» TEXT EXCERPT:
• • •
As for the Rafah border crossing [the Strip’s main people-crossing point, which is between Egypt and Gaza], the Hamas leader asserted that Hamas had received a promise from Cairo to reach another agreement guaranteeing the opening of this crossing as of next March.
Today, however, some additional last-minute obstacles seemed to arise in the negotiations. AP reported from Gaza this afternoon that,
- Hamas official said Saturday that new problems have come up. Hamas wants an 18-month cease-fire. Hamas spokesman Fawzi Barhoum says Israel created new obstacles by seeking an open-ended cease-fire.
Israel sought an unlimited truce in the past. A senior Israeli official said Saturday that a cease-fire would also have to be linked to a prisoner swap that frees an Israeli soldier held in Gaza.
Having a ceasefire whose terms have been explicitly agreed to by both fighting parties is obviously a lot better than the present situation of having two parallel, un-negotiated and unilateral ceasefires. Having the ceasefire text explicitly attested to by a respected governmental third party (Egypt) is also an improvement on the June 2008 agreement, of which there was never an explicitly agreed and third-party-attested text. Having a mechanism to monitor compliance with the urgent matter of crossings openings is good.
However, this agreement could be weak indeed if there is no provision for monitoring of the ceasefire aspects– which should be applied to both fighting parties.
Also, I am pretty sure the administration of the border crossings from the Palestinian side requires some sort of PA framework within which Fateh and Hamas would work together.
Israeli PM Olmert’s office, meanwhile, has said that he will not sign off on the ceasefire agreement unless the release of Shalit is also part of the deal. Hamas has until now remained adamant that it wants to keep that negotiation– which also involves the release of many Palestinian prisoners– separate from the ceasefire agreement. But if Egyptian diplomacy is good for anything, then surely it should be able to find a way to sequence and/or finesse this issue.
• • •
» SUPPLIED MATERIAL:
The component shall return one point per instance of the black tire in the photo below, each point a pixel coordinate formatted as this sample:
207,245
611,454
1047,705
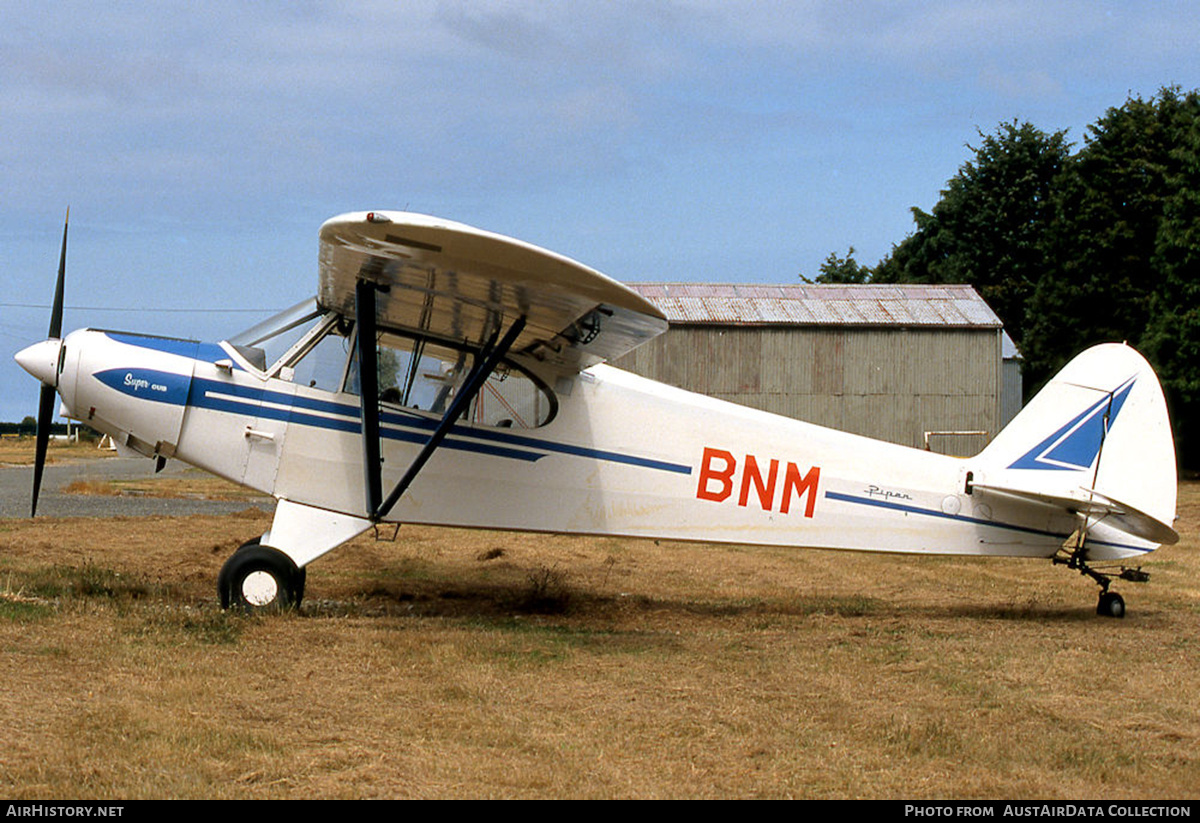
• • •
» EXERCISE REQUIREMENTS:
**1)** Answer these questions using the Gaza ceasefire text:
(a) How long a cease-fire does Hamas want?
(b) From when did Cairo promise to guarantee the opening of the Rafah crossing?
(c) Which government is named as the third party attesting the ceasefire text?
**2)** According to the Gaza ceasefire text, why is an Egypt-attested ceasefire text an improvement on the June 2008 agreement?
The material comes from a different source than the text.

» RESPONSES TO THE TASKS:
**1)**
(a) 18 months.
(b) Next March.
(c) Egypt.

**2)** The June 2008 agreement never had an explicitly agreed text attested by a third party. A text attested by Egypt, a respected governmental third party, fills that gap.